- **ФРАГМЕНТ ДОКУМЕНТА**:
☆ ☆ ☆ ☆ ☆
№01-2017
- Здравствуй, дорогой Читатель!
- Сможет ли Трамп спасти мир?
- Внебрачный сын полка
- Празднуем Новый год
- Железный человек
Знаменитый киноактер рассказал о пользе воинской службы для страны, новой современной армии и… большом барабане.
Глава I. Бей сильнее в барабан!
В нашем роду военных традиций не было, поэтому сам я в армию не рвался. Да, в царское время были кадровые офицеры и священники, которые служили в военном флоте. Если бы не революция, то конечно, было бы больше военных, ведь куда еще пойти служить приличному человеку — только в армию.
В общем, призвали меня в далеком 1975 году. Я тогда работал в театре и руководство все время выбивало мне отсрочки от армии, потому что в то время ставились мощные спектакли с Алисой Фрейндлих, Ливановым, Петренко и другими, в которых я был плотно задействован. Наш художественный руководитель Игорь Владимиров договорился с Николаем Кунаевым, руководителем армейского коллектива, что я буду служить там (буквально в двух шагах от своего театра) и меня будут отпускать на спектакли. В общем, пришел я к 7 утра на призывной пункт, откуда меня должны были забрать на машине и отвезти в часть, стою, жду… Прождал пару часов — никто так и не приехал. «Ну и где твои?» — спросил меня военком. «Не знаю…» Военком махнул рукой и отправил меня в нормальную строевую часть, в артиллерийский полк ближе к северо-западным границам нашего государства.
Как мне объяснили потом знакомые, поэт Сергей Михалков пришел к маршалу Устинову просить об освобождении сына Никиты от почетной обязанности службы в армии, и тут началось… В результате Никита Михалков, ваш покорный слуга и многие другие актеры были мгновенно призваны в ряды безо всяких поблажек. Потом, конечно, приехал Владимиров и договорился с командиром части, чтобы меня три-четыре раза в месяц по согласованному расписанию отпускали на спектакли. Разумеется, офицеры получили билеты на все спектакли нашего театра…
Я оказался в музыкальном взводе, в котором служили и балетные, и ребята из консерватории. На вопрос майора Березки о гражданской специальности я ответил: «Пианист». Он расхохотался: «Рояль за собой таскать сможешь?» На смех подошел майор Пшишляк: «Возьму-ка я его к себе на большой барабан», — сказал он. Но солдат, который на нем играл и только что демобилизовался, жутко ненавидел барабан и порезал кожу штыком в лоскуты. «Где взять кожу, товарищ майор?» — спросил я. «Где хочешь, там и найди. Хоть с себя сдери!» Ну я и отправился в увольнение. Нашел друзей из консерватории, которые мне отдали старую кожу от оркестрового барабана. И ее вполне хватило для того, чтобы я свой год отслужил…
Часть у нас была большая — куча казарм, а наш музыкальный взвод жил на отшибе, в отдельном домике, в котором стояло 16 двухъярусных коек. У моего бочки-барабана было преимущество перед другими инструментами: надев его на себя, я укрывался от дождя, когда музыканты стояли на плацу. Все возвращались в казарму мокрые насквозь и в грязи по уши, а я — чистенький и сухой.
☆ ☆ ☆ ☆ ☆
- **Записи из набора данных для указания точек**:
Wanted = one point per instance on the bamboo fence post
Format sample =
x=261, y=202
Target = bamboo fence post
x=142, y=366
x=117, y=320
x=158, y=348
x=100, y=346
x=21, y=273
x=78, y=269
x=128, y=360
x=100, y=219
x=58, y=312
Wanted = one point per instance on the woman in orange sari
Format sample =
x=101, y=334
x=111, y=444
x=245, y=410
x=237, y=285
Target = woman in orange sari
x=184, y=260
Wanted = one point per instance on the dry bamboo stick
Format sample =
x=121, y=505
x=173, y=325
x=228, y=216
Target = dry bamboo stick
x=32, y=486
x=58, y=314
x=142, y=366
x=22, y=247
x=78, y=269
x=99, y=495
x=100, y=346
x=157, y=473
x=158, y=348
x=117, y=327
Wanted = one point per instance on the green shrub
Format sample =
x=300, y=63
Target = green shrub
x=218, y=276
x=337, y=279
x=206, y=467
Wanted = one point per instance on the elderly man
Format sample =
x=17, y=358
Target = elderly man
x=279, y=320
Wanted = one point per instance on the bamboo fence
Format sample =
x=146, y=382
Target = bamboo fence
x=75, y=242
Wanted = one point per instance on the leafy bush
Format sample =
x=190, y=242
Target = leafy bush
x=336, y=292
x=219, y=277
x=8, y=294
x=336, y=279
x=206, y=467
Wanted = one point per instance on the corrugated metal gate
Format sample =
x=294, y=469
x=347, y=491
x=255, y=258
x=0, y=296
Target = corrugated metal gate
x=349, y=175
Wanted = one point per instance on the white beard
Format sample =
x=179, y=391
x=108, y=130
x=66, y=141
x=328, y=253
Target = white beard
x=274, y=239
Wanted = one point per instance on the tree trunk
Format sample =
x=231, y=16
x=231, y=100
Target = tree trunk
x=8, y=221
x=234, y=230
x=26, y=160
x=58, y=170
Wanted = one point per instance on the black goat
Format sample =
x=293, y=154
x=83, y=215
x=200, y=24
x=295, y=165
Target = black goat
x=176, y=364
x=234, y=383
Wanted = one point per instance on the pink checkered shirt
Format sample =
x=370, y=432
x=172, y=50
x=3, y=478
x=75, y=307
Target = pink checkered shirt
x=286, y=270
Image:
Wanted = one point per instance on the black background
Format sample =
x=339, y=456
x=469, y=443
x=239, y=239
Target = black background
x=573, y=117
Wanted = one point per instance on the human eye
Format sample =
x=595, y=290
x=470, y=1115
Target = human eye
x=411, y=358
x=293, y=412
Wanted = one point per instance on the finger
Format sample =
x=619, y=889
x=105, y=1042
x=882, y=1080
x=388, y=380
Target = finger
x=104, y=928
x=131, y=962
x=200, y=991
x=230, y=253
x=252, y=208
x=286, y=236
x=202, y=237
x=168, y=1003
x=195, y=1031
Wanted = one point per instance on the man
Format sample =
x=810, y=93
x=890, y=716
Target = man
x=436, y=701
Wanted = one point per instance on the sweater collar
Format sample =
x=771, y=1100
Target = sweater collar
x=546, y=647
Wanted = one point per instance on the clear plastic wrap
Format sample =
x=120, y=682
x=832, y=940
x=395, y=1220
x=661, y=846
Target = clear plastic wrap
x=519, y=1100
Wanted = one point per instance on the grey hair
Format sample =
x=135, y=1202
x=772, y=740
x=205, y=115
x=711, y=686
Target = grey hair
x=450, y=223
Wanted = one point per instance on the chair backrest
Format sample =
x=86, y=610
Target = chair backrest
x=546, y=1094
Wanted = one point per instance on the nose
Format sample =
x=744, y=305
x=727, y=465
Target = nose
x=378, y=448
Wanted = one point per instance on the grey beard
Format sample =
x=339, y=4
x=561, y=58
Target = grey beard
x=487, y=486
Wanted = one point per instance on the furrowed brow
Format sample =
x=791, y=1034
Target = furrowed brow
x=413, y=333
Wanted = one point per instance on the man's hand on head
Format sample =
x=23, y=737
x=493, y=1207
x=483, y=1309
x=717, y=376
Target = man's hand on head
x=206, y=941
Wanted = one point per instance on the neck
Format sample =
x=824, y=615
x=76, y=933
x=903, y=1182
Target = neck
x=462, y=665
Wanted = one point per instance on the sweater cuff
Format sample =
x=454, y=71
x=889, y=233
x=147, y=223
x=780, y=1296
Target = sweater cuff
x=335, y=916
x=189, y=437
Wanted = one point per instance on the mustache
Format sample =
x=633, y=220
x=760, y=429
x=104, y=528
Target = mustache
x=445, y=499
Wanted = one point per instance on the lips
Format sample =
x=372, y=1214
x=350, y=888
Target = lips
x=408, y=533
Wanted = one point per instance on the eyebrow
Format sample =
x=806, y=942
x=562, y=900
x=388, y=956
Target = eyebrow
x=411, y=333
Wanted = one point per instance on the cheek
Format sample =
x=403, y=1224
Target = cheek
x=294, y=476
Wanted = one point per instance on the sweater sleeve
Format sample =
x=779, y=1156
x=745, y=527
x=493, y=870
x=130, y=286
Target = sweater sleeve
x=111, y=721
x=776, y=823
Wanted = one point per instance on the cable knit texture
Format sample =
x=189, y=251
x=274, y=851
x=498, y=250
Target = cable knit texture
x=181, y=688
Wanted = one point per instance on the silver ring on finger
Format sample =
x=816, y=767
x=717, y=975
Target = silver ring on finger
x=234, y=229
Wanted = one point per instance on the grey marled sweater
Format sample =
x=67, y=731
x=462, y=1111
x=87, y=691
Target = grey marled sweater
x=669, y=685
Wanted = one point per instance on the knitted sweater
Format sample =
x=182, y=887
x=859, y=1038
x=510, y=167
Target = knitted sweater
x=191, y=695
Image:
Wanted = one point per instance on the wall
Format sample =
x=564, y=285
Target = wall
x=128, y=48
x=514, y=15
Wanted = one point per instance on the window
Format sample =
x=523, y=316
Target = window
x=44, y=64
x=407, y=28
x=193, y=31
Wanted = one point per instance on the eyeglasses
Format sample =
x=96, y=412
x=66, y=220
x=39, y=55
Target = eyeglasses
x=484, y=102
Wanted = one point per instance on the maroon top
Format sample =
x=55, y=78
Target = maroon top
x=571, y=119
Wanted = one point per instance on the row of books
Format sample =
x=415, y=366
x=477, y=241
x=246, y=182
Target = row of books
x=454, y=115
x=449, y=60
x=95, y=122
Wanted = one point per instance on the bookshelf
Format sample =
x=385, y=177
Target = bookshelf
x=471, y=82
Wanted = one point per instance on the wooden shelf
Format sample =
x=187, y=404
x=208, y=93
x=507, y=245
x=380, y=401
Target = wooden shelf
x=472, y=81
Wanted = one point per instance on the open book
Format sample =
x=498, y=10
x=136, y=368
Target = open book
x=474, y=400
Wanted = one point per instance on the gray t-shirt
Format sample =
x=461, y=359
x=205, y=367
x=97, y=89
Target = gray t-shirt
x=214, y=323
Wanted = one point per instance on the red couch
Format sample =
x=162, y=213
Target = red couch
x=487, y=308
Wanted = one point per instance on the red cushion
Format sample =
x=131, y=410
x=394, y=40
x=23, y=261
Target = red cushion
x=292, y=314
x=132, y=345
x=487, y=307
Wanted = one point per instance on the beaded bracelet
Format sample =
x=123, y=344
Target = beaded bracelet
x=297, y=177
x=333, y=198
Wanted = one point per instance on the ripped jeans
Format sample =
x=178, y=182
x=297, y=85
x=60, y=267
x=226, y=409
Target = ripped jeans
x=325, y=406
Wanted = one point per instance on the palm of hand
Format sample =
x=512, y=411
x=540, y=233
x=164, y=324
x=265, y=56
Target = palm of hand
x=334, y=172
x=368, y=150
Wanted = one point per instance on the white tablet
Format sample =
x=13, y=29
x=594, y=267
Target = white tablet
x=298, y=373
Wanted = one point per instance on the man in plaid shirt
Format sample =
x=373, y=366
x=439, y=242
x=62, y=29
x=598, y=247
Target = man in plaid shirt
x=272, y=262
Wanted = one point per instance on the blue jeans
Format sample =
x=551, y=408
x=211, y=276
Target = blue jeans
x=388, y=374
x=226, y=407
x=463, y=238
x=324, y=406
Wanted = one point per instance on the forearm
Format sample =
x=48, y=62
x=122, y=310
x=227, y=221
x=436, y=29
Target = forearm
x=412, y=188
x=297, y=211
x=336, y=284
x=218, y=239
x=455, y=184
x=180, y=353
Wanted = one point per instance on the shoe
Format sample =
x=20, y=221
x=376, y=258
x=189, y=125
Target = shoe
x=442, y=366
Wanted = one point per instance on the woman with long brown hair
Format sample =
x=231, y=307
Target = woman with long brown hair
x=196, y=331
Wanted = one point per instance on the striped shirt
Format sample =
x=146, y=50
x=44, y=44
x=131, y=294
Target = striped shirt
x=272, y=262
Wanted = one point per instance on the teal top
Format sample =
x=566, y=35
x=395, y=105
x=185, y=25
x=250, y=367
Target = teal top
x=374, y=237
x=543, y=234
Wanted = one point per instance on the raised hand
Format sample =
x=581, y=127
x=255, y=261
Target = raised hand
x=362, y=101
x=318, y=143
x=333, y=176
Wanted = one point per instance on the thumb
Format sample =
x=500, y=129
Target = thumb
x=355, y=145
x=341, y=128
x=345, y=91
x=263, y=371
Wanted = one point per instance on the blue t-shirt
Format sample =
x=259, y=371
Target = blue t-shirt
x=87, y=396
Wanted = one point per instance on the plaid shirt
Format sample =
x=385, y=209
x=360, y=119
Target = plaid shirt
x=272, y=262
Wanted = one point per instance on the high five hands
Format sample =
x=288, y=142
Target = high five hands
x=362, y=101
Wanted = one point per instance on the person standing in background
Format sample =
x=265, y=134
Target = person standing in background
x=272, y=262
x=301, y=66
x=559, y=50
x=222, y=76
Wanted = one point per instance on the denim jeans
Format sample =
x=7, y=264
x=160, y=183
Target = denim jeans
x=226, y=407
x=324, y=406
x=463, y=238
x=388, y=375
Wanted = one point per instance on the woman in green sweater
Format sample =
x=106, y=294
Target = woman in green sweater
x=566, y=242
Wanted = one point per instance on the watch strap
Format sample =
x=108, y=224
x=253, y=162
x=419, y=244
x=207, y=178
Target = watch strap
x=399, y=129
☆ ☆ ☆ ☆ ☆
- **НАБОР ЗАДАНИЙ**:
• A. Укажите, в каком году рассказчика призвали в армию согласно отрывку об армейской службе.
• B. Переведите на английский язык предложение из отрывка об армейской службе: «Часть у нас была большая — куча казарм, а наш музыкальный взвод жил на отшибе, в отдельном домике, в котором стояло 16 двухъярусных коек».
Строки никак не связаны с отрывком об армейской службе.

- **ОТВЕТЫ**:
• A. В 1975 году.

• B. Our unit was a big one, a whole bunch of barracks, while our music platoon lived off on its own, in a separate little house with 16 bunk beds.